What this task involves: Rewrite the entries starting with the line containing "Identify every seated" and going on through the line containing "[12,45,39,119]", changing "spatial audio cue generator" to "audio placement engine" and leaving everything else as it is. Give back only those lines.

Input material:

◇ ◇ ◇ ◇ ◇ ◇ ◇

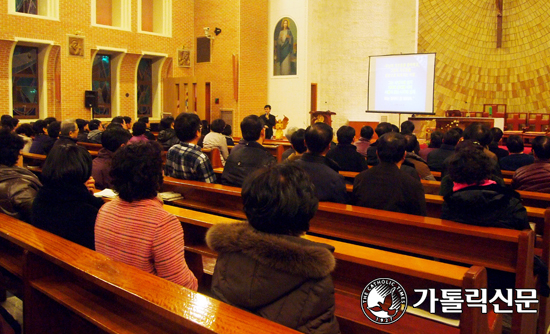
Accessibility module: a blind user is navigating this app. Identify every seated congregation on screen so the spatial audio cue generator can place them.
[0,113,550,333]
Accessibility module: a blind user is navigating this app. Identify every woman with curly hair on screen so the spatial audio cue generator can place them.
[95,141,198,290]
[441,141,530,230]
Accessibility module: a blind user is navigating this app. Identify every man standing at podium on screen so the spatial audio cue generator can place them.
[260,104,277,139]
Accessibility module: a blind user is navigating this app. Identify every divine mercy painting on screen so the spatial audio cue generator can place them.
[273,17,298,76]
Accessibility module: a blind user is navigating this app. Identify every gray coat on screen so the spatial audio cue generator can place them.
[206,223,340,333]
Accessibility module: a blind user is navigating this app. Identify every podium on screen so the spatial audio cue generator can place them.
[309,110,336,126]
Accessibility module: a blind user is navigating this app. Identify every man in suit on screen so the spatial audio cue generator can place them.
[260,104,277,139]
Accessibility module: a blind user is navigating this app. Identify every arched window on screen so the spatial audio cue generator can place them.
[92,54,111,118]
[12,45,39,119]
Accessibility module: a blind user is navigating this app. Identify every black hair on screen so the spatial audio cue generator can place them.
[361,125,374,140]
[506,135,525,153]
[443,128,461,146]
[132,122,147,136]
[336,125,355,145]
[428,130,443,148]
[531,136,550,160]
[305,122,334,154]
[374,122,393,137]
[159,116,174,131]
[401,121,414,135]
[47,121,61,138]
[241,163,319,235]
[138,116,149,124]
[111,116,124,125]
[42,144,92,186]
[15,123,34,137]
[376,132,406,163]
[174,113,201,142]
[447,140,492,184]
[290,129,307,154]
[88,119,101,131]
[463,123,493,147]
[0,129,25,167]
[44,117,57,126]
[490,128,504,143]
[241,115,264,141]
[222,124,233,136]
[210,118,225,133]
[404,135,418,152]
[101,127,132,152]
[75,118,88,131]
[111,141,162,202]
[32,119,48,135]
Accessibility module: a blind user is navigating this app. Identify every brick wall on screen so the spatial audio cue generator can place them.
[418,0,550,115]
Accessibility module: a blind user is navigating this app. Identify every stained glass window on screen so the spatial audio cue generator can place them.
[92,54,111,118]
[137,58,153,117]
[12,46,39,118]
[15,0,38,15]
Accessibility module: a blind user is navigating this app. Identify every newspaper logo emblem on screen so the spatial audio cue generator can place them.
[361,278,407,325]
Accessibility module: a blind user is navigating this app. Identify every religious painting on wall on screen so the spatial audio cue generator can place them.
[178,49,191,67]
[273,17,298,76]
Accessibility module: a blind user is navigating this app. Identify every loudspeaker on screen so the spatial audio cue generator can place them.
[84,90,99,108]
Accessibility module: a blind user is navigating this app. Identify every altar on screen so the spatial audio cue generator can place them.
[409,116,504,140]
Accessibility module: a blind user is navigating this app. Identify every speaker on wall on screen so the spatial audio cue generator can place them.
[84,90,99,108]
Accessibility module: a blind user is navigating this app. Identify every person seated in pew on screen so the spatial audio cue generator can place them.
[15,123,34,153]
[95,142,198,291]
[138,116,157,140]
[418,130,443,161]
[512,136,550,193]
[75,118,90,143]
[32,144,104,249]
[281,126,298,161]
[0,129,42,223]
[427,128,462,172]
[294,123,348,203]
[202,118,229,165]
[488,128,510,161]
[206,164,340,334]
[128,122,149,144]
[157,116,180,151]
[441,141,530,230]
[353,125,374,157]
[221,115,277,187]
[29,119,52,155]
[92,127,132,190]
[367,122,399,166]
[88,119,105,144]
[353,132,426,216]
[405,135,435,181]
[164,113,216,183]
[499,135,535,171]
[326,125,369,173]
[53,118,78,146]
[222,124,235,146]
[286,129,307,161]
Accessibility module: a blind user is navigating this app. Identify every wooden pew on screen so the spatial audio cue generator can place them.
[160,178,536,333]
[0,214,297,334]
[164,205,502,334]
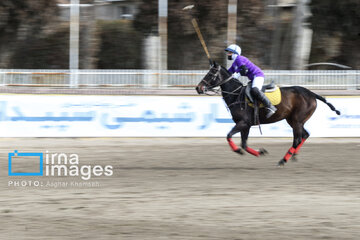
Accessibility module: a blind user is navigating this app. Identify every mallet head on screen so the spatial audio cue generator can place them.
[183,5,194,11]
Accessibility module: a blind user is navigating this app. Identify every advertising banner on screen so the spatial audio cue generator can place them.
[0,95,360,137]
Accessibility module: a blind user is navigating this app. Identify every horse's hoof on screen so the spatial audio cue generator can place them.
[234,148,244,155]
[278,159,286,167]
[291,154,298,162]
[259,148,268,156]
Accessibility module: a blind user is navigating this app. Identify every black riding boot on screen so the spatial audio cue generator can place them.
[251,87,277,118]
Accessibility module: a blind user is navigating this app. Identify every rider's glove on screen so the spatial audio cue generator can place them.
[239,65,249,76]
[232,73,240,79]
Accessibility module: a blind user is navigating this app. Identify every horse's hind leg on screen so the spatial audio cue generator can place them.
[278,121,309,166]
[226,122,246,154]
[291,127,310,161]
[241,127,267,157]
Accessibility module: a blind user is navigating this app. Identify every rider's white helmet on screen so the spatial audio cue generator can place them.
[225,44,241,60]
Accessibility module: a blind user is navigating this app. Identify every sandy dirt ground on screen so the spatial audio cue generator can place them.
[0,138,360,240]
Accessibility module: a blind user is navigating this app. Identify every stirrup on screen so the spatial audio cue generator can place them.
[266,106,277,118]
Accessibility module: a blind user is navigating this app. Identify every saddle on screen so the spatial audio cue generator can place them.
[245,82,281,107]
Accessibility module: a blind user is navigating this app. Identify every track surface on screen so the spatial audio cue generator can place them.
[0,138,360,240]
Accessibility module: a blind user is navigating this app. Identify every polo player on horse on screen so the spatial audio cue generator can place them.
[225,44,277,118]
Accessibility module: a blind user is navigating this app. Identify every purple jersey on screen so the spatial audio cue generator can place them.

◇ ◇ ◇ ◇ ◇ ◇ ◇

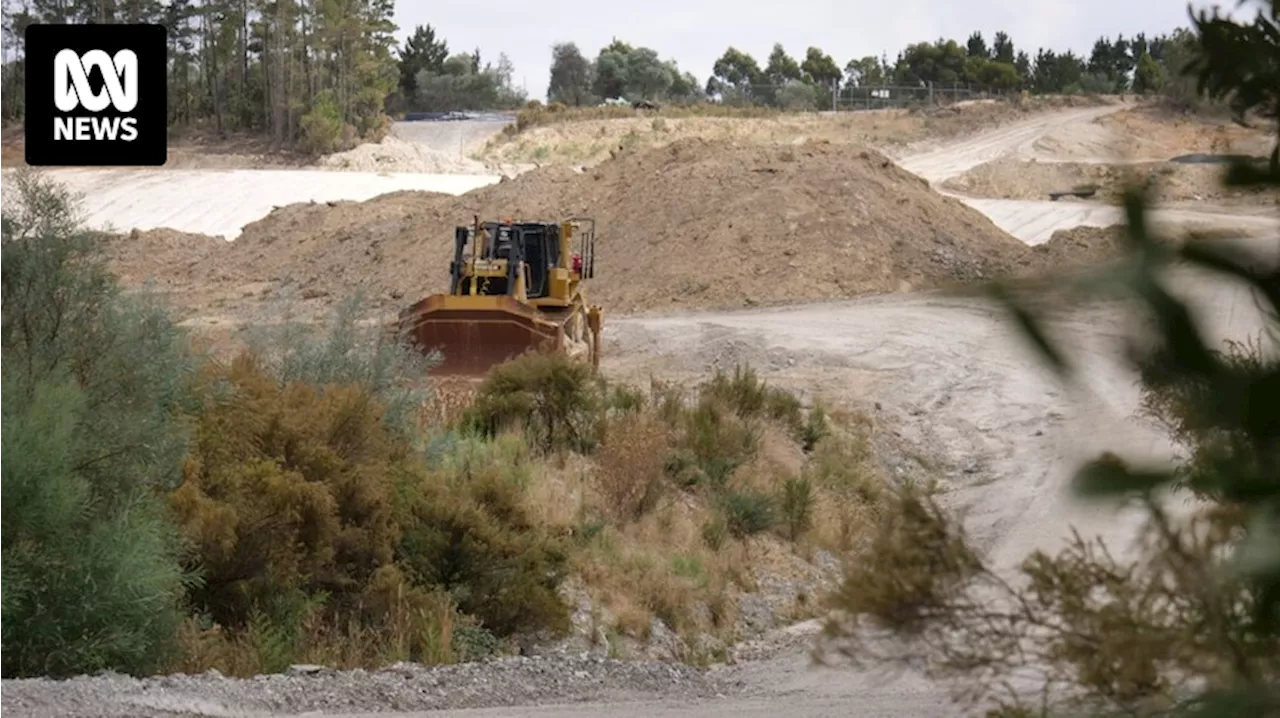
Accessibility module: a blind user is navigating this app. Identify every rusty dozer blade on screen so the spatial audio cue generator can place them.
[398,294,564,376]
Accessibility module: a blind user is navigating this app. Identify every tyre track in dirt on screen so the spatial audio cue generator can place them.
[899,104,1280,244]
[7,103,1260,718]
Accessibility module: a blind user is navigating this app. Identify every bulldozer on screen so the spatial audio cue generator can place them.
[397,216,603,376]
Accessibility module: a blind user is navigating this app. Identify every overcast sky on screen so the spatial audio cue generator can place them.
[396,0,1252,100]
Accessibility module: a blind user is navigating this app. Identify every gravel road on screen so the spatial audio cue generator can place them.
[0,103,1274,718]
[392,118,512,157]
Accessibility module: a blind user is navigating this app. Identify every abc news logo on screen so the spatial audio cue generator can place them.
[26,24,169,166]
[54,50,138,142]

◇ ◇ ◇ ◇ ◇ ◇ ◇

Worked solution:
Accessibility module: a blind user is navigating this app. Identify every seated congregation on screen so the audio placement engine can place them.
[0,113,550,333]
Accessibility module: a blind user is navigating this app. Identify every woman with curly hair on screen so the audio placement engine can place them.
[95,141,198,290]
[441,141,530,230]
Accessibility module: a blind user is navigating this app. Identify every man standing at podium on screen so the audio placement engine can place them.
[260,104,277,139]
Accessibility module: a blind user is navigating this app. Identify every divine mercy painting on screen so the audio placement engine can place them.
[273,17,298,76]
Accessibility module: a blind user is navigating this app. Identify every gray coat on screen so the audio placement engine can place them.
[206,223,340,333]
Accessibility module: a blind user is navigating this app. Identify every podium on screen so the audio placement engine can place them.
[309,110,336,126]
Accessibility module: a blind user is navigating this app. Identify every man in suit on screen so the audio placement engine can place them.
[260,104,277,139]
Accessibility module: a blind user is navigating this app. Identify every arched window on screen so the audio placement engine can place them.
[92,54,111,118]
[12,45,39,119]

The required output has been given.